• [TEXTE SOURCE]
En vers (de terre) et en prose…

Selon l’expression consacrée voilà un livre que j’ai « dévoré ». Cela ne m’était plus arrivé depuis… je ne sais plus, mais très très longtemps !
« Humus » est un roman, écrit par un philosophe (mais pas que) : Gaspard Koenig. J’ai fait sa connaissance il y a quelques semaines à la soirée inaugurale de la Semaine de la Pop Philosophie à Marseille. J’avais vaguement entendu parler de lui avant, notamment lorsqu’il était parti sur les traces de Montaigne en faisant le même voyage en Europe, et à cheval, comme lui. Ce genre de projet, vous vous en doutez, me « parle ».
Au théâtre de La Criée le brillant Normalien (qui s’est aussi frotté à la politique) a bien parlé là aussi, et m’a vraiment donné envie de m’embarquer dans son histoire de « vers de terre ».

• [CONSIGNE]
Poursuivez le texte sur le roman « Humus » de Gaspard Koenig à partir de sa dernière phrase.

• [MATÉRIEL FOURNI]
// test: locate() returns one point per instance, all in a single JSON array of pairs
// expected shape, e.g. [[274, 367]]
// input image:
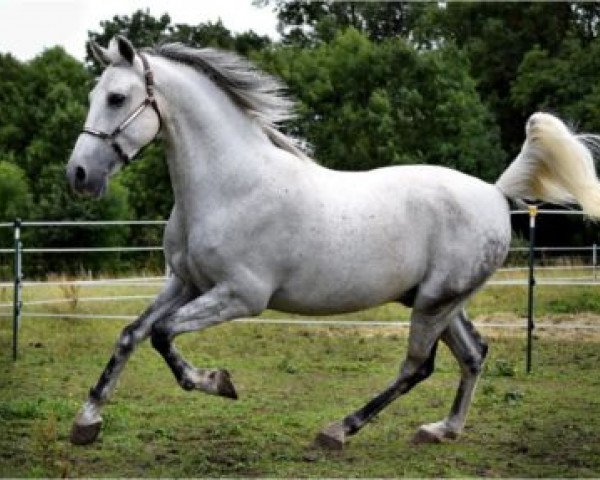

• [RÉPONSE PROPOSÉE]
Car son « Humus » nous ramène à l’essentiel : notre sol nourricier, et ses indispensables habitants. Mais attention, ce n’est pas du Bernard Werber (l’auteur des « Fourmis » que j’aime bien par ailleurs). Avec Koenig on est plutôt chez Houellebecq et Balzac. Réalisme et satire. Son « Humus » c’est un peu « Les particules élémentaires » et « Les illusions perdues » réunies.
Je ne vous dirai rien du récit ni des personnages si ce n’est que le thème global en est la préoccupation écologique, les stratégies et les pratiques plus ou moins morales, les contradictions et les convictions, la préoccupation pour l’avenir de notre planète… Tout cela vu… du sol.
Et le résultat est juste captivant. Presque 400 pages : lu en un jour et demi ! Dévoré, vous dis-je !
Avec ses vers de terre Gaspard Koenig a réussi à mon avis à écrire le grand roman qu’on attendait sur notre époque et notre société traversées par la crise climatique qui est aussi et surtout une crise des valeurs.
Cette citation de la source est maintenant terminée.